**Given request:**
Could you copy the listing below with "vertex pairs" replaced by "point pairs" and every other character left unchanged?

====== Source records ======

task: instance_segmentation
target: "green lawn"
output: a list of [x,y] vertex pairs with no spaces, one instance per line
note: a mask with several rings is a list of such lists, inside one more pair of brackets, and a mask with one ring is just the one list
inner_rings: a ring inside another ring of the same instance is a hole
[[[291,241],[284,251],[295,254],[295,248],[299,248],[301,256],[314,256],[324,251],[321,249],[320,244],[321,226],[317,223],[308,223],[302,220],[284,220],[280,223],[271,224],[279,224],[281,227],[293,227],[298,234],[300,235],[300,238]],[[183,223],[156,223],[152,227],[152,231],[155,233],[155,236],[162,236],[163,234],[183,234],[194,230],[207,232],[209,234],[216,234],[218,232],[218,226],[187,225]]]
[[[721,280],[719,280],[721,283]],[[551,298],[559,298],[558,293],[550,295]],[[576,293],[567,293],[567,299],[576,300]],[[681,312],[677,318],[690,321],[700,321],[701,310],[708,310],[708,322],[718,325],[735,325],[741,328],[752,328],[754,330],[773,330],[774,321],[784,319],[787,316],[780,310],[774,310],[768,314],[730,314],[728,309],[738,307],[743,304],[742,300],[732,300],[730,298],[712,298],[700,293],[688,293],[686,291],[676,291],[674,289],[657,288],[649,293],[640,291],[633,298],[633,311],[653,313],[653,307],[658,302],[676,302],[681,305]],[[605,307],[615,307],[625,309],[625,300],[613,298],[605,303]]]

======

**In response:**
task: instance_segmentation
target: "green lawn"
output: a list of [x,y] point pairs with no spaces, one instance per line
note: a mask with several rings is a list of such lists, inside one more pair of brackets, and a mask with one ring is just the one list
inner_rings: a ring inside another ring of the same instance is a hole
[[[291,241],[284,251],[295,254],[295,248],[299,248],[301,256],[314,256],[324,251],[321,249],[320,244],[321,226],[317,223],[308,223],[302,220],[284,220],[280,223],[271,224],[279,224],[281,227],[293,227],[298,234],[300,235],[300,238]],[[183,223],[156,223],[152,227],[152,231],[155,233],[155,236],[162,236],[163,234],[183,234],[194,230],[207,232],[209,234],[216,234],[218,232],[218,226],[187,225]]]
[[[721,280],[719,280],[721,283]],[[551,298],[559,298],[558,293],[550,295]],[[576,293],[567,293],[567,299],[576,300]],[[681,312],[677,318],[690,321],[700,321],[701,310],[708,310],[708,322],[718,325],[735,325],[741,328],[752,328],[754,330],[773,330],[774,321],[784,319],[787,316],[780,310],[774,310],[768,314],[730,314],[728,309],[738,307],[743,304],[742,300],[732,300],[730,298],[712,298],[700,293],[688,293],[686,291],[676,291],[674,289],[657,288],[649,293],[640,291],[633,298],[633,311],[653,313],[653,307],[658,302],[676,302],[681,305]],[[605,307],[615,307],[625,309],[625,300],[613,298],[605,303]]]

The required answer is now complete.